## Exercise requirements
Continue the text on the applicant's disability pension complaint from the point where it stops.

## Text segment
= = = = = = =

14 . The applicant alleged that the legislative removal of his entitlement to a disability pension, originally adjudged in a final and binding court judgment, and his having to undergo an assessment afresh in order to potentially qualify for an allowance instead, frustrated his rights to legal certainty, non-discrimination and property. He relied on several provisions of the Convention and its Protocols.

THE LAW

15 . The applicant complained under Articles 6, 13 and 17 of the Convention that the impugned legislation had effectively removed a right recognised in a final and binding court judgment.

16 . Moreover, without relying on any particular provision of the Convention or its Protocols, the applicant submitted that the measure in question amounted to rendering conditional his pension rights, guaranteed in a final and binding court judgment, and this in a discriminatory fashion vis-à-vis those in receipt of old-age pension.

17 . Lastly, he asserted that the impugned legislative change infringed his right of property, in breach of Article 1 of Protocol No. 1. He submitted that the removal of the disability pension from the uniform pension scheme and its being stripped of the previously guaranteed constitutional protection represented an unlawful and arbitrary interference by the public authorities with the rights safeguarded. He further argued that the governmental aim of the restructuring of the disability allowance scheme was purely financial. He also submitted that the reform caused him to bear an excessive individual burden because, in addition to the present uncertainty, he had already lost a number of benefits and rights related to his status as a pensioner, such as reduced-fare tickets for public transport, thermal baths, cultural or touristic events or sites.

18 . The Government submitted that the applicant ’ s review had not yet taken place, a fact rendering his complaints premature. Should it turn out to be prejudicial for him, he could challenge that administrative decision in court. Moreover, he could challenge either the ensuing judicial decision or the impugned legislation as such before the Constitutional Court.

19 . The applicant contested these views, arguing in particular that the impending review decision would determine his entitlement to allowances anew, and not remedy the statutory annulment of his previous entitlements.

20 . Article 34 of the Convention provides as follows:

“The Court may receive applications from any person, non-governmental organisation or group of individuals claiming to be the victim of a violation by one of the High Contracting Parties of the rights set forth in the Convention or the Protocols thereto. The High Contracting Parties undertake not to hinder in any way the effective exercise of this right.”

= = = = = = =

## Stored records
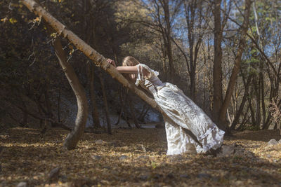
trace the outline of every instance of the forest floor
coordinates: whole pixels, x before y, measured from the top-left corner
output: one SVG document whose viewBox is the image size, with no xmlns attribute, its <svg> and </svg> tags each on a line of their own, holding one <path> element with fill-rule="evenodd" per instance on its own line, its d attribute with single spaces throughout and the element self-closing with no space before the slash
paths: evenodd
<svg viewBox="0 0 281 187">
<path fill-rule="evenodd" d="M 281 138 L 277 130 L 234 132 L 224 144 L 236 144 L 240 153 L 223 157 L 166 155 L 164 129 L 85 133 L 72 151 L 63 148 L 67 134 L 22 127 L 0 132 L 0 186 L 281 186 L 281 144 L 268 145 Z"/>
</svg>

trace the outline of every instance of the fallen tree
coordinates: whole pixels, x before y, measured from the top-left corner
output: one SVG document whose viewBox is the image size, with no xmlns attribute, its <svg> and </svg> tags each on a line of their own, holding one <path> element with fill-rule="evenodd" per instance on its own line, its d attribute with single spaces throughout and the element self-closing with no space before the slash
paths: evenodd
<svg viewBox="0 0 281 187">
<path fill-rule="evenodd" d="M 136 93 L 138 96 L 139 96 L 143 101 L 150 104 L 152 108 L 157 109 L 159 112 L 161 112 L 163 115 L 165 113 L 163 112 L 162 109 L 159 107 L 156 102 L 148 97 L 143 91 L 138 89 L 135 85 L 129 83 L 127 79 L 126 79 L 120 73 L 119 73 L 115 67 L 112 65 L 110 64 L 107 62 L 107 59 L 105 58 L 102 55 L 99 54 L 97 51 L 96 51 L 93 48 L 92 48 L 90 46 L 86 43 L 83 40 L 79 38 L 75 34 L 68 29 L 65 25 L 63 25 L 61 22 L 60 22 L 58 20 L 56 20 L 53 16 L 52 16 L 50 13 L 48 13 L 45 9 L 44 9 L 38 3 L 37 3 L 34 0 L 22 0 L 22 4 L 30 9 L 30 11 L 33 12 L 36 15 L 39 15 L 40 18 L 43 18 L 45 22 L 48 24 L 51 27 L 53 28 L 53 29 L 56 32 L 56 34 L 58 36 L 61 36 L 67 39 L 68 39 L 74 46 L 84 53 L 89 59 L 92 60 L 92 62 L 97 66 L 101 67 L 103 70 L 105 70 L 107 73 L 111 75 L 114 78 L 117 79 L 119 82 L 120 82 L 124 86 L 129 88 L 134 93 Z M 166 115 L 165 115 L 166 116 Z M 166 116 L 168 117 L 168 116 Z M 168 117 L 169 118 L 169 117 Z M 85 124 L 82 125 L 81 123 L 76 123 L 74 129 L 77 130 L 84 130 L 85 127 Z M 84 126 L 83 126 L 84 125 Z M 191 132 L 188 130 L 185 130 L 189 134 L 191 134 L 192 137 L 195 136 L 192 134 Z M 64 145 L 68 145 L 69 141 L 73 142 L 71 146 L 65 147 L 67 149 L 74 148 L 77 144 L 75 141 L 72 139 L 72 137 L 81 138 L 82 134 L 78 133 L 79 132 L 81 132 L 80 130 L 77 130 L 76 132 L 72 131 L 70 134 L 72 136 L 67 136 L 68 138 L 65 139 Z M 70 135 L 69 134 L 69 135 Z M 196 138 L 195 138 L 195 141 L 197 141 Z M 76 143 L 74 143 L 76 142 Z"/>
</svg>

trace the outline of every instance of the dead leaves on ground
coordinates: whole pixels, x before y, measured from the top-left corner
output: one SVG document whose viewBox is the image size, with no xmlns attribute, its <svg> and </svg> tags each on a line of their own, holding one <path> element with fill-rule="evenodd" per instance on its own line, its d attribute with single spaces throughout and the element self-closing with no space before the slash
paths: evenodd
<svg viewBox="0 0 281 187">
<path fill-rule="evenodd" d="M 238 145 L 240 153 L 218 158 L 166 155 L 163 129 L 86 133 L 68 151 L 62 148 L 67 133 L 53 129 L 42 137 L 39 130 L 19 127 L 2 132 L 0 186 L 281 185 L 281 144 L 256 141 L 256 132 L 226 140 Z"/>
</svg>

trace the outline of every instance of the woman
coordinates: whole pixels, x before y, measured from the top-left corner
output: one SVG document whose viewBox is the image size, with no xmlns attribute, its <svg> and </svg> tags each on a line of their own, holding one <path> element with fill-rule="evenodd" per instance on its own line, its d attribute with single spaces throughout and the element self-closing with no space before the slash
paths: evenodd
<svg viewBox="0 0 281 187">
<path fill-rule="evenodd" d="M 116 67 L 112 60 L 108 63 Z M 133 57 L 126 57 L 116 69 L 129 74 L 136 85 L 150 92 L 164 111 L 166 133 L 167 155 L 183 153 L 216 153 L 221 146 L 224 132 L 175 85 L 162 83 L 158 72 L 140 64 Z M 187 133 L 186 130 L 191 132 Z"/>
</svg>

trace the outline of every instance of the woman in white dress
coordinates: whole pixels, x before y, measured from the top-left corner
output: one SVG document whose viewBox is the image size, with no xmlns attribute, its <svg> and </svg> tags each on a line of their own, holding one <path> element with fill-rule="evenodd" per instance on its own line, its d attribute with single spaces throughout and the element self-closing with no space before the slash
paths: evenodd
<svg viewBox="0 0 281 187">
<path fill-rule="evenodd" d="M 113 60 L 108 59 L 107 62 L 116 67 Z M 129 74 L 129 77 L 136 81 L 136 85 L 140 85 L 150 92 L 165 113 L 163 118 L 167 155 L 214 153 L 221 146 L 224 131 L 218 129 L 203 110 L 176 85 L 162 83 L 157 77 L 157 71 L 139 63 L 133 57 L 125 57 L 122 66 L 116 69 Z"/>
</svg>

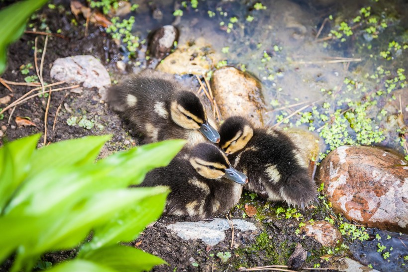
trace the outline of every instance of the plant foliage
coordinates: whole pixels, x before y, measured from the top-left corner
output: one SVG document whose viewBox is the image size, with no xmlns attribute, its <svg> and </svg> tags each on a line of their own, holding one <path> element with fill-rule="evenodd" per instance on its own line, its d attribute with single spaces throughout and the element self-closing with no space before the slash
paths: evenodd
<svg viewBox="0 0 408 272">
<path fill-rule="evenodd" d="M 44 253 L 80 245 L 76 260 L 54 271 L 143 271 L 165 263 L 117 244 L 135 239 L 163 211 L 167 188 L 128 188 L 164 166 L 184 141 L 154 143 L 94 163 L 108 136 L 36 149 L 38 135 L 0 149 L 0 263 L 15 253 L 11 271 L 30 271 Z"/>
<path fill-rule="evenodd" d="M 27 19 L 48 0 L 27 0 L 0 10 L 0 74 L 5 70 L 7 47 L 24 32 Z"/>
</svg>

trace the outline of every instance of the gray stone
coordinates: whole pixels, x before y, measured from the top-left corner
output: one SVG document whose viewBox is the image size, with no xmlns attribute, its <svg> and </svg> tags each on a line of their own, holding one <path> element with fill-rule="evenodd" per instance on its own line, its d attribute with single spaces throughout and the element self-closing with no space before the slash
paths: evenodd
<svg viewBox="0 0 408 272">
<path fill-rule="evenodd" d="M 339 260 L 333 263 L 332 265 L 336 269 L 343 272 L 380 272 L 347 258 Z"/>
<path fill-rule="evenodd" d="M 85 88 L 101 91 L 110 86 L 110 78 L 103 65 L 93 56 L 73 56 L 58 59 L 50 72 L 51 78 L 72 83 L 83 82 Z"/>
<path fill-rule="evenodd" d="M 256 231 L 252 223 L 242 219 L 231 220 L 234 229 L 242 231 Z M 184 222 L 167 226 L 167 229 L 176 232 L 177 236 L 184 240 L 201 239 L 209 246 L 215 246 L 225 239 L 225 231 L 231 228 L 226 219 L 215 218 L 211 221 L 197 222 Z"/>
<path fill-rule="evenodd" d="M 266 106 L 261 84 L 255 78 L 234 67 L 225 67 L 214 72 L 211 86 L 224 119 L 241 115 L 255 125 L 264 125 Z"/>
<path fill-rule="evenodd" d="M 178 31 L 173 25 L 165 25 L 156 30 L 149 43 L 149 49 L 152 55 L 161 59 L 170 52 Z"/>
</svg>

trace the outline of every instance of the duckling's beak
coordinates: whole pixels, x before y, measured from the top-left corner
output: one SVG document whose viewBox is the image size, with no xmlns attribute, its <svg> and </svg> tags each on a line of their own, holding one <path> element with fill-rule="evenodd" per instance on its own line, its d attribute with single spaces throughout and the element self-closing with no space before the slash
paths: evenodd
<svg viewBox="0 0 408 272">
<path fill-rule="evenodd" d="M 204 135 L 210 141 L 212 142 L 219 142 L 219 134 L 215 129 L 210 126 L 208 122 L 205 121 L 201 125 L 201 128 L 199 129 L 201 133 Z"/>
<path fill-rule="evenodd" d="M 244 185 L 248 183 L 248 177 L 246 175 L 231 167 L 225 169 L 224 177 L 235 181 L 238 184 Z"/>
</svg>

= = = = = = =

## Task response
21 . In the present case, the Court observes that the applicant, as a former beneficiary of a disability pension, is in principle concerned by the legislation complained of.

22 . However, the reassessment of his condition with a view to establishing his new entitlement, if any, has not yet taken place. Moreover, the Court cannot overlook the fact that, pending the wait until this reassessment takes place, the applicant continues to be in receipt of his former entitlements.

23 . The Court is therefore satisfied that, to date, the applicant has not suffered any relevant material prejudice on account of the legislation in question.

24 . In the present decision, the Court would refrain from embarking on a closer scrutiny of the legislative changes potentially affecting the applicant ’ s entitlement to disability allowances, considering that it is sufficient to rule on the admissibility of the application in the light of the situation as it stands.

25 . In these circumstances, the Court is satisfied that the applicant cannot claim to be a victim of a violation of his rights under the Convention, for the purposes of Article 34.

26 . It follows that the application is incompatible ratione personae with the provisions of the Convention within the meaning of Article 35 § 3 (a) and must be rejected, pursuant to Article 35 § 4 of the Convention.

For these reasons, the Court by a majority

Declares the application inadmissible.

Stanley Naismith Guido Raimondi Registrar President

[1] As in force between 1 January and 11 March 2011. All these provisions (save section 3(1)) were repealed by Act no. CXCI of 2011.